WORK TO BE COMPLETED >> Put the data below into a numbered list, beginning at its first line and stopping after the line that contains "163 210 L 138". Skip any blank lines.

Records from a collection >>
□ □ □ □
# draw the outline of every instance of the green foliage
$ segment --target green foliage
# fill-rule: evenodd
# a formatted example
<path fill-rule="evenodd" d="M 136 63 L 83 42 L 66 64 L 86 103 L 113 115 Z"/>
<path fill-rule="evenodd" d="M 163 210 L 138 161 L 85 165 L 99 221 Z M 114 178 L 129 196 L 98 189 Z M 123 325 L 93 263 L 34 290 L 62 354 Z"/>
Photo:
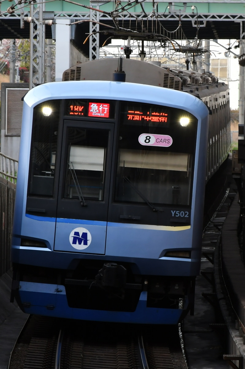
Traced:
<path fill-rule="evenodd" d="M 29 40 L 21 40 L 18 49 L 19 53 L 19 59 L 20 61 L 20 67 L 26 68 L 29 70 L 30 68 Z"/>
□ □ □ □
EXERCISE ANSWER >>
1. # draw the outline of every instance of the green foliage
2. $ segment --target green foliage
3. # fill-rule: evenodd
4. # a formatted example
5. <path fill-rule="evenodd" d="M 136 63 L 83 42 L 66 64 L 86 103 L 113 115 Z"/>
6. <path fill-rule="evenodd" d="M 163 210 L 138 161 L 85 165 L 99 221 Z M 114 178 L 129 196 L 98 189 Z M 123 325 L 93 263 L 34 290 L 62 354 Z"/>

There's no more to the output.